--- START RECORDS FOR THE EXERCISE ---

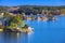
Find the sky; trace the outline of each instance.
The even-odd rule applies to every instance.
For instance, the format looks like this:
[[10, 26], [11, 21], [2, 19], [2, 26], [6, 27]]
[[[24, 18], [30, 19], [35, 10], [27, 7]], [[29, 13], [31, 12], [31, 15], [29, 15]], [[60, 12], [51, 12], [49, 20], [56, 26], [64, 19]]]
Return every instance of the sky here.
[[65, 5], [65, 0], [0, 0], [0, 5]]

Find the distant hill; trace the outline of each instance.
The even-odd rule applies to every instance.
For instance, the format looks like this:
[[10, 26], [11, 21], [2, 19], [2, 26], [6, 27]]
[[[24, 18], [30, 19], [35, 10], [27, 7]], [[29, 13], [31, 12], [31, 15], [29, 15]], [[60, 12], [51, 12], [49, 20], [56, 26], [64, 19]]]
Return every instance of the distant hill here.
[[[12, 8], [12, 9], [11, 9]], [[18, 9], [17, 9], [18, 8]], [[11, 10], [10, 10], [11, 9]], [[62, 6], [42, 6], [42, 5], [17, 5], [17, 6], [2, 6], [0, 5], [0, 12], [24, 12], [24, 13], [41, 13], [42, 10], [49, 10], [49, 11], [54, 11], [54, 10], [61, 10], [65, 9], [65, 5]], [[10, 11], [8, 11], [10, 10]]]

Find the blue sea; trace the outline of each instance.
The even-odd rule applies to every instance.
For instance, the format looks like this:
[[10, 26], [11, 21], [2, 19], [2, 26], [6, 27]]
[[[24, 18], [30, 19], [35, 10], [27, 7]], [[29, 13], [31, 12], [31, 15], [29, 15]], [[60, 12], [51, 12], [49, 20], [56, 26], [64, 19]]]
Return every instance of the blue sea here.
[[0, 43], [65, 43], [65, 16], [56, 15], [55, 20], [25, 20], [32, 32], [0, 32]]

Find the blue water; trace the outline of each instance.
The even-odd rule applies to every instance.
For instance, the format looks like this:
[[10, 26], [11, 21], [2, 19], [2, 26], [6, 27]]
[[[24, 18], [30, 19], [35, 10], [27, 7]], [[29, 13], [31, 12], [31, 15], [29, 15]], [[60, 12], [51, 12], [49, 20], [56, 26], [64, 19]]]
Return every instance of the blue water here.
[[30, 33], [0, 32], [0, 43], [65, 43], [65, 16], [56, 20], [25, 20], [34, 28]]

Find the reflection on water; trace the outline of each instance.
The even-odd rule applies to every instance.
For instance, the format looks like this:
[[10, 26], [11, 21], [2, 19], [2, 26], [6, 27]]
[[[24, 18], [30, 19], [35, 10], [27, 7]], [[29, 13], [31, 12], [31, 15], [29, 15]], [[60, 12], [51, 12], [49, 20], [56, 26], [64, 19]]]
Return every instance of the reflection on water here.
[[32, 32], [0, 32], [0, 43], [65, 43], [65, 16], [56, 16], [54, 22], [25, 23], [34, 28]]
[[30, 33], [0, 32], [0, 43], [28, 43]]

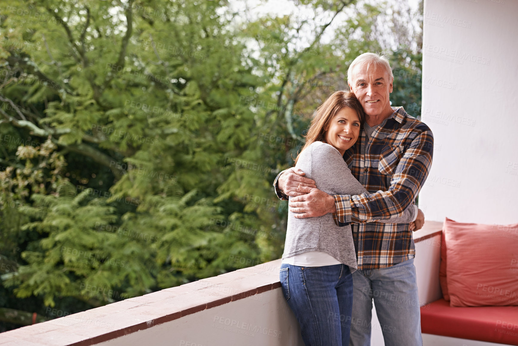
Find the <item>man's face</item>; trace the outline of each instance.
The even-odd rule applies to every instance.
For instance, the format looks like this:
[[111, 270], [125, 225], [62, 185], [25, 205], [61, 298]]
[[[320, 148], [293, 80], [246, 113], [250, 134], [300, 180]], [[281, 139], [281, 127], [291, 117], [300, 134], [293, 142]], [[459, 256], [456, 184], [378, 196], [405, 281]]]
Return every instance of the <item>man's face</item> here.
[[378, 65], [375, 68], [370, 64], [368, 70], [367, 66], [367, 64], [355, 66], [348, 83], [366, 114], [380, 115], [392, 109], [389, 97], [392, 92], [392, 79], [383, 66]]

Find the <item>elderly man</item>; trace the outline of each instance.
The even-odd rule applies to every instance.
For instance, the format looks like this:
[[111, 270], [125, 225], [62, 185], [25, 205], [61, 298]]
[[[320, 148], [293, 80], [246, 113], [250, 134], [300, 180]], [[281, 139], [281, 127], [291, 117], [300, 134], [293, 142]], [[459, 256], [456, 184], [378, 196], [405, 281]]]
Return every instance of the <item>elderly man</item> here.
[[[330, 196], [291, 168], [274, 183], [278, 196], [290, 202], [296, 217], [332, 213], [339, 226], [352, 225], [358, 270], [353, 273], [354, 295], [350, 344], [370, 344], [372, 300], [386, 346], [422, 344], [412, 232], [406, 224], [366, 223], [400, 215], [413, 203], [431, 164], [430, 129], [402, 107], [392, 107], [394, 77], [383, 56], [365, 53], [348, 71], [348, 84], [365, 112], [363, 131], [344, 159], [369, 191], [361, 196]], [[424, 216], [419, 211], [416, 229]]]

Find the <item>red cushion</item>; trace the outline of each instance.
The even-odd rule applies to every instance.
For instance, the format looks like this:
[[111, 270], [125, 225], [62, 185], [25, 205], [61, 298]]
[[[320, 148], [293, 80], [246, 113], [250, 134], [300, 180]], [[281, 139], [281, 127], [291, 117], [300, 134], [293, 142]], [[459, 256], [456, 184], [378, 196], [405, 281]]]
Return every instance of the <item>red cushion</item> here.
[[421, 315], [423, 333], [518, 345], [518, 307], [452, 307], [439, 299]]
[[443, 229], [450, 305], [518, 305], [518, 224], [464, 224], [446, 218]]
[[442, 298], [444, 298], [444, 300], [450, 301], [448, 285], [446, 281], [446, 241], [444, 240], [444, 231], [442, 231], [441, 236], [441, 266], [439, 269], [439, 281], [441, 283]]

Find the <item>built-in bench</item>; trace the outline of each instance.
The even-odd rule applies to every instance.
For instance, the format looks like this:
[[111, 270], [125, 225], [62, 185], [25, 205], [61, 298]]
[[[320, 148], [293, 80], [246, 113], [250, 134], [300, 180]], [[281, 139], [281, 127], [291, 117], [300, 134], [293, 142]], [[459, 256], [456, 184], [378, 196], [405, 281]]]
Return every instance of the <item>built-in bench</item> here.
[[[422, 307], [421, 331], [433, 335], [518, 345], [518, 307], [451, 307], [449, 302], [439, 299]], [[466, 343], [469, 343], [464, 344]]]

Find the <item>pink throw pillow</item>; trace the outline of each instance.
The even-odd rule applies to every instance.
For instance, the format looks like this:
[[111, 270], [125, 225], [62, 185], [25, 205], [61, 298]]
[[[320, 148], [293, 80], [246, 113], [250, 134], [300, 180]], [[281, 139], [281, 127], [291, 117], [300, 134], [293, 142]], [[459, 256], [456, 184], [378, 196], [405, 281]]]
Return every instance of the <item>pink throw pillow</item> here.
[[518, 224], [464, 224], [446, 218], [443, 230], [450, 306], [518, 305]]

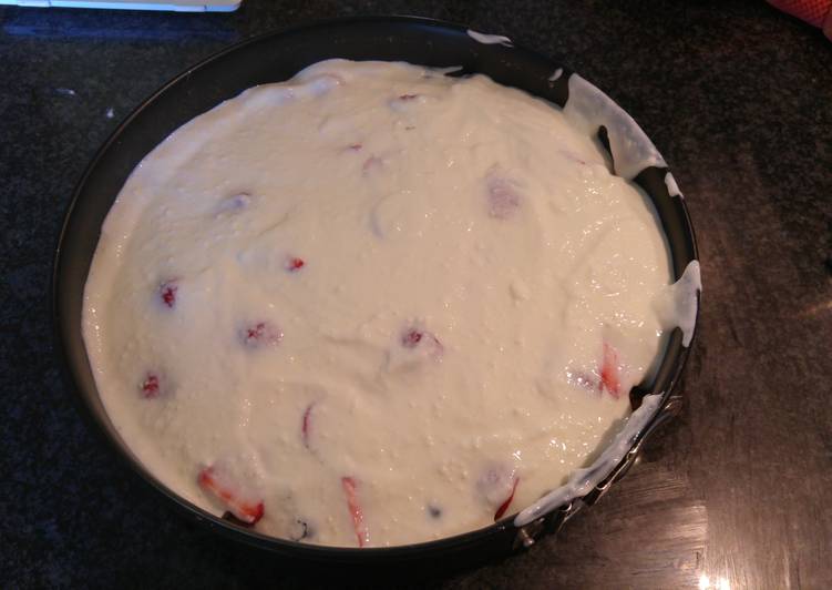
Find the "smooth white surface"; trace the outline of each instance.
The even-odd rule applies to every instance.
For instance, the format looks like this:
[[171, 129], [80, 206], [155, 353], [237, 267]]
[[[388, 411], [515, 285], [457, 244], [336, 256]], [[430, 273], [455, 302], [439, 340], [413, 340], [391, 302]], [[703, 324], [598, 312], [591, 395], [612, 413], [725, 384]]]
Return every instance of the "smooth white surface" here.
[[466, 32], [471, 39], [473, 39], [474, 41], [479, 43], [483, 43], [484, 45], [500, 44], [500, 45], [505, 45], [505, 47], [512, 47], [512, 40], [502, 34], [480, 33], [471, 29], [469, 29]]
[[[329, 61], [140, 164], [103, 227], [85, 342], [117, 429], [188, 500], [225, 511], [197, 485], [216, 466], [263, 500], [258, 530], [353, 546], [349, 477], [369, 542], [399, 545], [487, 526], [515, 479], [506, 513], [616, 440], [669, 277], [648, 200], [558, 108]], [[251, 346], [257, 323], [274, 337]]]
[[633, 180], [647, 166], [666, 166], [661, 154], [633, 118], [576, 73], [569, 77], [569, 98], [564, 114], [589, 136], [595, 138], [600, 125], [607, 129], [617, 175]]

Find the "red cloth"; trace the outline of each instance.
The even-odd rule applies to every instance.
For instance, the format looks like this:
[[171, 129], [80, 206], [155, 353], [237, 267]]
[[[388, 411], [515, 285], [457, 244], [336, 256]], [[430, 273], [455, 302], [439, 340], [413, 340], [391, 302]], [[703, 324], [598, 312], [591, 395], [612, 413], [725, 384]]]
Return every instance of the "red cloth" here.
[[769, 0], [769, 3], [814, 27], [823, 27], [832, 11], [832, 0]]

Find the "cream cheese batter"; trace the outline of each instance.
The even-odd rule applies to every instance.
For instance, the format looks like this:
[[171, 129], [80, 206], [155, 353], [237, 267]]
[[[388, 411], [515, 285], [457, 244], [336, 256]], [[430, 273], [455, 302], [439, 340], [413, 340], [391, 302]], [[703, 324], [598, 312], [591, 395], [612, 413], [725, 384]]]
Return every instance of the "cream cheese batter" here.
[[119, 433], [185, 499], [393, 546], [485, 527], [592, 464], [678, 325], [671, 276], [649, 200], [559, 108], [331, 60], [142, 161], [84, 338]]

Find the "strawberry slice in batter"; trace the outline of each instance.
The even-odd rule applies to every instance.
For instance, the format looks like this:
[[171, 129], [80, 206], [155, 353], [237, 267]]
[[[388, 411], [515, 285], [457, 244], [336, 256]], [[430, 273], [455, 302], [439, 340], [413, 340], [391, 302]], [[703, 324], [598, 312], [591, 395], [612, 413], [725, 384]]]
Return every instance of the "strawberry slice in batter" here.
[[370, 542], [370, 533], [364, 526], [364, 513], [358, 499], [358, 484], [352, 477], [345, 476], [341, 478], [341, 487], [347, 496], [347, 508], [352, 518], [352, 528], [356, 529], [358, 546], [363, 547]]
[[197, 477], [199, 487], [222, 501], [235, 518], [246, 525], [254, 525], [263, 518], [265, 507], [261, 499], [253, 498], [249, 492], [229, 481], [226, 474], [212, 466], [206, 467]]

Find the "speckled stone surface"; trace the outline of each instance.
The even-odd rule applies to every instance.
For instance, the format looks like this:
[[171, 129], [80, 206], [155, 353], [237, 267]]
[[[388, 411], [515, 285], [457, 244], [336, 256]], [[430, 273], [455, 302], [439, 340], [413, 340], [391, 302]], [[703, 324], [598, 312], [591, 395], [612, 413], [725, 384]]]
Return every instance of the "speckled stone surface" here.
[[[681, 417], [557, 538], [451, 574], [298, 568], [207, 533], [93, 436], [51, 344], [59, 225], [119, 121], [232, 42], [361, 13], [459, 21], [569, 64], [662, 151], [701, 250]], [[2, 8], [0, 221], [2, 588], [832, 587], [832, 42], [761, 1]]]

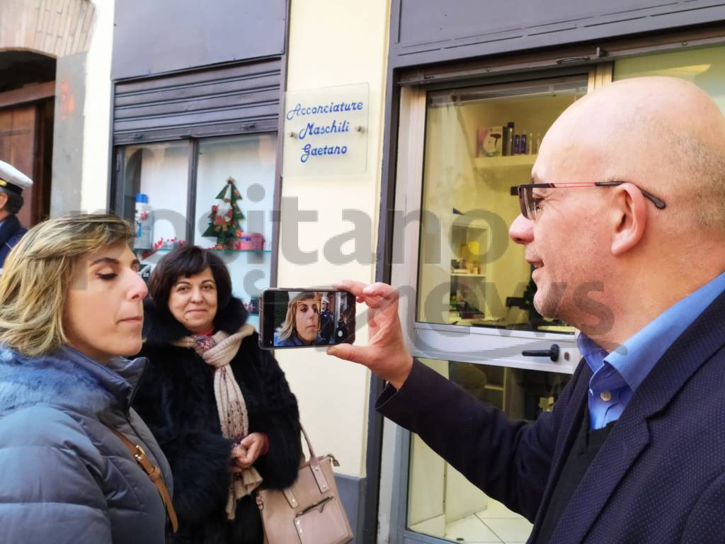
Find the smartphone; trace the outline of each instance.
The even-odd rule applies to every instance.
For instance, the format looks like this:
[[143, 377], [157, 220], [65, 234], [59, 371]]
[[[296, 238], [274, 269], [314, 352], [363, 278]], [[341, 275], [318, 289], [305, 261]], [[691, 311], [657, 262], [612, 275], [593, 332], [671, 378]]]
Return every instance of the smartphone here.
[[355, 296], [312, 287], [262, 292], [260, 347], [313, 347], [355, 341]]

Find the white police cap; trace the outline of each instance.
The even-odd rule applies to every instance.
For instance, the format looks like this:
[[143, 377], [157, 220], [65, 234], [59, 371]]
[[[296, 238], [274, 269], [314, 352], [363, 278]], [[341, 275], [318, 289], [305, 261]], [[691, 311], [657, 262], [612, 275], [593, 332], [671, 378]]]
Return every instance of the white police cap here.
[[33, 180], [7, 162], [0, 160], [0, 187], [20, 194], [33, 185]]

--- END RECORDS FOR THE EXERCISE ---

YOUR TASK →
Copy out, with no changes, the lines of the records above from the line with "Find the reflection" to the line with "211], [416, 229]]]", both included, and omit the pictures from your copy.

ANSWER TO THIS PROBLEM →
Find the reflection on water; trace the outline of each instance.
The even-odd rule applies to every instance.
For instance, the format looks like this:
[[10, 26], [11, 21], [2, 19], [2, 26], [6, 27]]
[[[24, 18], [30, 19], [35, 10], [27, 7]], [[29, 13], [31, 12], [31, 15], [29, 15]], [[60, 12], [51, 12], [49, 20], [56, 26], [64, 19]]]
Return every instance of the reflection on water here.
[[32, 32], [0, 32], [0, 43], [65, 43], [65, 16], [56, 16], [54, 22], [25, 23], [34, 28]]
[[30, 33], [0, 32], [0, 43], [28, 43]]

Find the <item>man's face</item>; trace the outline of each instance.
The even-odd rule applies to every instance.
For instance, the format looks like this:
[[111, 270], [125, 225], [62, 185], [25, 205], [61, 298]]
[[[320, 148], [293, 80], [246, 113], [250, 134], [300, 180]], [[281, 139], [281, 127], [291, 117], [300, 134], [293, 142]], [[459, 256], [456, 184], [378, 196], [405, 281]]]
Return every instance of the <item>man's face</item> here.
[[378, 65], [375, 68], [370, 64], [368, 70], [367, 66], [367, 64], [355, 66], [348, 83], [366, 114], [380, 115], [392, 109], [389, 97], [392, 92], [392, 79], [383, 66]]

Find the <item>elderly man</item>; trace the outline of each instance.
The even-odd rule applies to every instance.
For instance, the format looks like this:
[[111, 270], [125, 225], [62, 185], [25, 205], [61, 298]]
[[[320, 148], [293, 80], [246, 113], [250, 134], [300, 180]], [[281, 139], [281, 127], [291, 117], [300, 134], [293, 142]], [[459, 256], [456, 184], [378, 196], [405, 281]]]
Return every instance of the <item>elderly man</item> here.
[[[330, 196], [291, 168], [274, 183], [278, 196], [290, 202], [296, 217], [332, 213], [339, 226], [352, 225], [358, 270], [353, 273], [354, 295], [350, 344], [370, 344], [372, 300], [386, 346], [422, 344], [412, 232], [406, 224], [366, 223], [400, 215], [413, 203], [431, 164], [430, 129], [402, 107], [392, 107], [394, 77], [383, 56], [365, 53], [348, 71], [348, 84], [365, 112], [363, 131], [344, 159], [369, 191], [361, 196]], [[424, 216], [419, 211], [416, 229]]]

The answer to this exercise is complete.